__Excerpt__
☆ ☆ ☆ ☆

In its 145-year history, the College has had only nine presidents: Dr. Ward, Dr. Thomas Hamilton Lewis (1886–1920), Dr. Albert Norman Ward (1920–1935), Bishop Fred G. Holloway (1935–1947), Dr. Lowell S. Ensor (1947–1972), Dr. Ralph C. John (1972–1984), Dr. Robert H. Chambers (1984–2000), Dr. Joan Develin Coley (2000–2010) and Dr. Roger N. Casey (2010–present). Under their guidance, the College has assumed a place in the nation among the quality colleges of the liberal arts and sciences, developing programs and material and physical assets that fulfill the vision of its founders.
Thirty miles northwest of Baltimore’s Inner Harbor and 56 miles north of Washington, D.C., the campus overlooks historic Westminster, Md., Carroll County’s largest town and county seat. Within walking distance are gift boutiques, book and music stores, art galleries, and restaurants which line one of America’s longest main streets. Both nearby metropolitan cities offer students opportunities for learning and leisure—art and history museums, internships on Capitol Hill, Baltimore Orioles and Ravens games, and bayside seafood and nightlife.
McDaniel College is a diverse student-centered community committed to excellence in the liberal arts & sciences and professional studies. With careful mentoring and attention to the individual, McDaniel changes lives. We challenge students to develop their unique potentials with reason, imagination, and human concern. Through flexible academic programs, collaborative and experiential learning, and global engagement, McDaniel prepares students for successful lives of leadership, service, and social responsibility.
Recognized nationally among 40 Colleges that Change Lives and U.S. News top-tier liberal arts colleges, McDaniel offers more than 70 exceptional undergraduate programs of study, including dual and student-designed majors, plus 25 highly regarded graduate programs, including one of the nation’s top Deaf Education programs.
The college’s hallmark faculty-student collaborations in research, teaching and mentoring plus hundreds of leadership and service opportunities enrich a lively learning experience that is rooted in the McDaniel Plan, a student-centered curriculum delivered in small classes by dynamic faculty who connect flexible learning plans to global opportunities for engagement. Distinctive aspects of the McDaniel Plan include required Sophomore Interdisciplinary Studies seminar and a junior writing experience in the major.

☆ ☆ ☆ ☆

__Given information__
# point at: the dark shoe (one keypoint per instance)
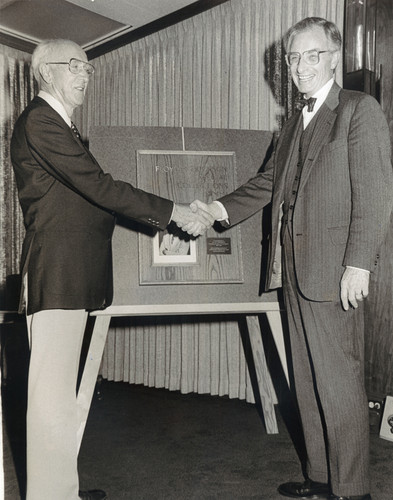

☆ ☆ ☆ ☆

__Aim of the exercise__
Continue the passage about McDaniel College from its last sentence, writing what comes next.

__Response__
Innovative January courses take students to points all over the world while McDaniel Europe, the college’s degree-granting European campus now in its 18th year, offers international students and American students a unique opportunity for international study at the only American university in Budapest, Hungary. A diverse and close-knit community of 1,600 undergraduates from 33 states and 15 countries plus 1,560 part-time graduate students, McDaniel also boasts a spectacular 160-acre hilltop campus in Westminster, Md., an hour or less from Baltimore, D.C., the Chesapeake Bay, the Amtrak station and BWI international airport.
McDaniel College is accredited by the Commission on Higher Education of the Middle States Association of Colleges and Schools, 3624 Market Street, Philadelphia, Pa. The Commission on Higher Education is an institutional accrediting agency recognized by the U.S. Secretary of Education and the Commission on Recognition of Postsecondary Accreditation. In June 2013, the accreditation of McDaniel College was reaffirmed through 2018.
McDaniel College received accreditation by the National Council for Accreditation of Teacher Education (NCATE) October 26, 2004. The joint NCATE/Maryland State Department of Education (MSDE) Board of Examiners visited the College April 24-28, 2004.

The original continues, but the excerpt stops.